Tasks for this exercise:
a) According to the Python and BigQuery introduction, which service did the writer pick for data warehousing?
b) Extract word for word the part of the Python and BigQuery introduction between "Get the data" and "for data warehousing.", inclusive.

Source passage:

A Simple Introduction to Python and BigQuery for Your Big Data Needs.

Pixt is,

All kinds of cloud functions, microservices, big data, analytics, and a smidgen of tech-voodoo, in real time.

I was looking to speed up access and delivery of impactful data visualizations, while handing off huge datasets to backend services. To execute hyper-bursty data processes in micro chunks, yet still deliver big data needs in the background.

That sounds complex, but it's not! Here's some context for the Excel warriors out there...

Let's imagine,

that we run a hugely successful e-commerce business.

Over the last 6-months

We’ve sold 500,000 dresses.
10,000 of those were red dresses.
Cindy purchased two red dresses.

Now, we want to see the seasonal frequency of Cindy’s searches and purchases compared to our other 10 million members.

Because, we want to offer Cindy other red things, right? Like a red bag in the Fall or red boots in Winter, to match her red dress. All at the right time, in the right context (e.g., longtail).

In simple data-speak, a dress is a Thing, red is a Label, and Cindy is a Member.

Get it? Got it? Good.

What we're going to do.

Get the data using Python.
Model that data in Pandas to a workable DataFrame.
Push the DataFrame to our data warehouse.
Create a Cron job to run scheduled builds.

The point of this exercise is to get a basic understanding of the steps required for setting it all up. So, I'll simplify things by using a single query.

Making a complicated set up as easy as possible.

I landed on Google BigQuery for data warehousing.

When I first started researching how to set up a BigQuery pipeline, it all seemed really complicated. I was scouring the web, finding articles with bits and bobs of information from many different sources.

Data lines:
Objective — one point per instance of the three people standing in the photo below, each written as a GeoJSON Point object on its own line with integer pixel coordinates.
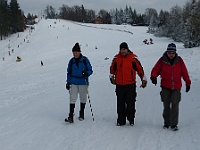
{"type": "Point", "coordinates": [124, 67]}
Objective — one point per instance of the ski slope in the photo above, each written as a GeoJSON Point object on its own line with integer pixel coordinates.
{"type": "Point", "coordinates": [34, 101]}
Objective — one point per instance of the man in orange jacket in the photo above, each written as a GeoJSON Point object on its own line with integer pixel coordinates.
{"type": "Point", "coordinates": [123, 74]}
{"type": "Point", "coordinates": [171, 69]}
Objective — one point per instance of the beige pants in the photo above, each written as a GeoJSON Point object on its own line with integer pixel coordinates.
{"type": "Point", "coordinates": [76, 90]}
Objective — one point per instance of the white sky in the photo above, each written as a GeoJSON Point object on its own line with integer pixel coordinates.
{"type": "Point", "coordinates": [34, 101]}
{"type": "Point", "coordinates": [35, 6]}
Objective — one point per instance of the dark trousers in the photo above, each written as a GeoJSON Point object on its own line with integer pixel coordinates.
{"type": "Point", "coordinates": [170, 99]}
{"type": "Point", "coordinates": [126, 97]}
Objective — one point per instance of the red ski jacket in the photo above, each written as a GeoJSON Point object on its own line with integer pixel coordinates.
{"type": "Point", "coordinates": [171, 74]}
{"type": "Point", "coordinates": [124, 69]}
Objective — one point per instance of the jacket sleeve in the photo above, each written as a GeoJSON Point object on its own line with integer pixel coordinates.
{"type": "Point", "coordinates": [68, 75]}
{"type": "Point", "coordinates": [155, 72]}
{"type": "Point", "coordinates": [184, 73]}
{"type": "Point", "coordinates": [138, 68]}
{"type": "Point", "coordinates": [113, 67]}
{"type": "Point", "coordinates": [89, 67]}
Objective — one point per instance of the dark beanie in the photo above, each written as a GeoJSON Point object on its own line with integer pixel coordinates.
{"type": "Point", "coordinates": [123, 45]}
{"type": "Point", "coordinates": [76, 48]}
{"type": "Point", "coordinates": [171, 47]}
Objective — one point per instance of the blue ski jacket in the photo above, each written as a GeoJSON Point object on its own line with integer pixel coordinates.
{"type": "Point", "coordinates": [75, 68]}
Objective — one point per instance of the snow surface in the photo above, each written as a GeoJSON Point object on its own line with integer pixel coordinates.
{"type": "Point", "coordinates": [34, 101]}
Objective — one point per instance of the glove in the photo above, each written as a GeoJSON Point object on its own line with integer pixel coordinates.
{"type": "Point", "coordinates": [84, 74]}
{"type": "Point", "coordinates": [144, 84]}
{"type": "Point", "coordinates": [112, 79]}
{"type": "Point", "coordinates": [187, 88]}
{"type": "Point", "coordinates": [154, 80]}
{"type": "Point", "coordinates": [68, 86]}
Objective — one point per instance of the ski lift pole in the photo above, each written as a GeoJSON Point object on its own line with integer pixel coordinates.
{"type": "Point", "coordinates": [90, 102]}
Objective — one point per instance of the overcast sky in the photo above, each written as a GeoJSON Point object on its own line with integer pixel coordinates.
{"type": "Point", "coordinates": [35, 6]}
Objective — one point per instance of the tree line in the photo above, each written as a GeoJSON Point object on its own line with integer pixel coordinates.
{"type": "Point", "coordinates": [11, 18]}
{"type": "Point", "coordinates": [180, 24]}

---

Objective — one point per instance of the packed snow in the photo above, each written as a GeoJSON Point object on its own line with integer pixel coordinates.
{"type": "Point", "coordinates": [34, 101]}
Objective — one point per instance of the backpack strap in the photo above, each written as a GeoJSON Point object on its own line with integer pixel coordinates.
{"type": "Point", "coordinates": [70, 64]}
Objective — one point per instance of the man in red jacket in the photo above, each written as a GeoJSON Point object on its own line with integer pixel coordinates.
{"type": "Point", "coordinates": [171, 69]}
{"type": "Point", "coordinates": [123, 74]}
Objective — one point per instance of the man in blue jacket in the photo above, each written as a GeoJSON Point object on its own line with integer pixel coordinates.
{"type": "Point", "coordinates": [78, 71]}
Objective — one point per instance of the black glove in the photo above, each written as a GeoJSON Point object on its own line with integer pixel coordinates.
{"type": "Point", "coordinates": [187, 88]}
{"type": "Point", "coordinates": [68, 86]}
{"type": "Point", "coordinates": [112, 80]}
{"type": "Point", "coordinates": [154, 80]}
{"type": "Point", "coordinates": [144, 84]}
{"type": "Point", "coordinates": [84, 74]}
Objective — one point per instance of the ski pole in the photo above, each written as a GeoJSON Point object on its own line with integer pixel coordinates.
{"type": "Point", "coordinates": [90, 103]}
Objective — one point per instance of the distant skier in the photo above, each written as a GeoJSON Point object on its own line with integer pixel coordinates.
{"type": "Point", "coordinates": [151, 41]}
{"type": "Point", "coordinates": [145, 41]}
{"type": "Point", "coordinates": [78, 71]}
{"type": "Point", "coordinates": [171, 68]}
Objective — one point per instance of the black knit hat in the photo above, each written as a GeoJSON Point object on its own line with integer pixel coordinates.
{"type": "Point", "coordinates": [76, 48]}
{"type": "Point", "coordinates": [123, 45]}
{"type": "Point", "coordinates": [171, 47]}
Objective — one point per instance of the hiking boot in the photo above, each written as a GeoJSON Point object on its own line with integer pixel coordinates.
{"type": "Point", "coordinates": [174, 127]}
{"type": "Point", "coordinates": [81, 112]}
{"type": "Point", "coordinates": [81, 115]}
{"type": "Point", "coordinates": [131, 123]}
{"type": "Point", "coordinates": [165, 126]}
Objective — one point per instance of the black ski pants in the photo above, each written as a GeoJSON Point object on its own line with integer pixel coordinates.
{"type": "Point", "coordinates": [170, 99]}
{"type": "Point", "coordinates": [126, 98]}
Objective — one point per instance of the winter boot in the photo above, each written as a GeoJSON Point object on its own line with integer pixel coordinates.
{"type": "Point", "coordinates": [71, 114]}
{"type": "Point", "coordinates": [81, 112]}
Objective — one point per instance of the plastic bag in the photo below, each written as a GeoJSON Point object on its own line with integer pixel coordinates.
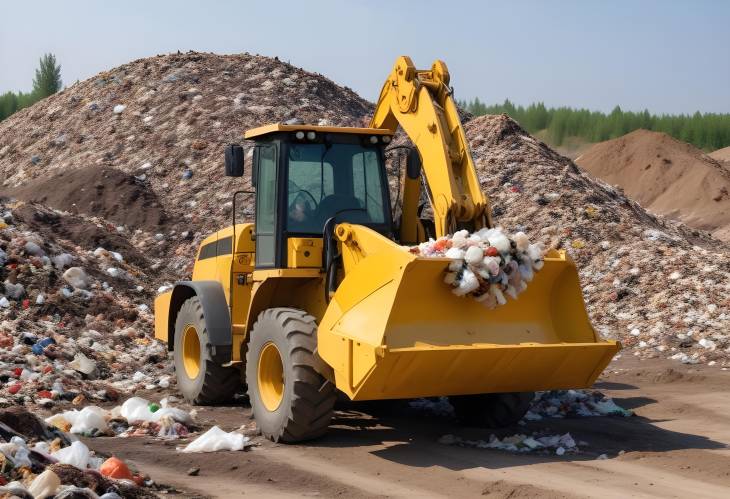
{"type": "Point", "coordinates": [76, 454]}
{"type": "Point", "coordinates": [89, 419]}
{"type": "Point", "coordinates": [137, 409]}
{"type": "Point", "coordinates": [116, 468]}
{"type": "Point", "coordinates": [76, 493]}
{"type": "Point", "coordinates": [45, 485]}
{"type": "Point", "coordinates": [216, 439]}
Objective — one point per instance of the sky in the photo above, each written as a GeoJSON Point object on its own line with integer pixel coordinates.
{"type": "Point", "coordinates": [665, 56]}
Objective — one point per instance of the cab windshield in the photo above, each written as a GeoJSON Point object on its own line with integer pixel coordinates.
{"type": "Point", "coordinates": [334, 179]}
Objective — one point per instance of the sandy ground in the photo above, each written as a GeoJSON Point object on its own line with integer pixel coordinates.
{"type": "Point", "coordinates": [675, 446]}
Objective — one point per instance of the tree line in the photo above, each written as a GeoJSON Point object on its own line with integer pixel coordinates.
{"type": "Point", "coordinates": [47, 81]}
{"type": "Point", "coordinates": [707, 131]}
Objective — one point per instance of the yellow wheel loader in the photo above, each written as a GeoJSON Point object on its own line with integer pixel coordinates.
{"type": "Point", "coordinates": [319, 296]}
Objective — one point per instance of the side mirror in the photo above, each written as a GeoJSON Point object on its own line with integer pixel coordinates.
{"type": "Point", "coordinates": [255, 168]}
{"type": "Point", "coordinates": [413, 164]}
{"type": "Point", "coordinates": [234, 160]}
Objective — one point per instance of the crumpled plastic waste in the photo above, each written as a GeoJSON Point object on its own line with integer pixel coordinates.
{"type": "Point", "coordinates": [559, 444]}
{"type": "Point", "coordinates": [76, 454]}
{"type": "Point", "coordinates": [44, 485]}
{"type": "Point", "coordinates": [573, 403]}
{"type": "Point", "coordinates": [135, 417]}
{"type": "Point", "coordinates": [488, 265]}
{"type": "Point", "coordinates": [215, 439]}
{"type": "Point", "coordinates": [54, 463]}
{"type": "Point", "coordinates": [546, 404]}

Answers given:
a) Google BigQuery.

b)
Get the data using Python.
Model that data in Pandas to a workable DataFrame.
Push the DataFrame to our data warehouse.
Create a Cron job to run scheduled builds.

The point of this exercise is to get a basic understanding of the steps required for setting it all up. So, I'll simplify things by using a single query.

Making a complicated set up as easy as possible.

I landed on Google BigQuery for data warehousing.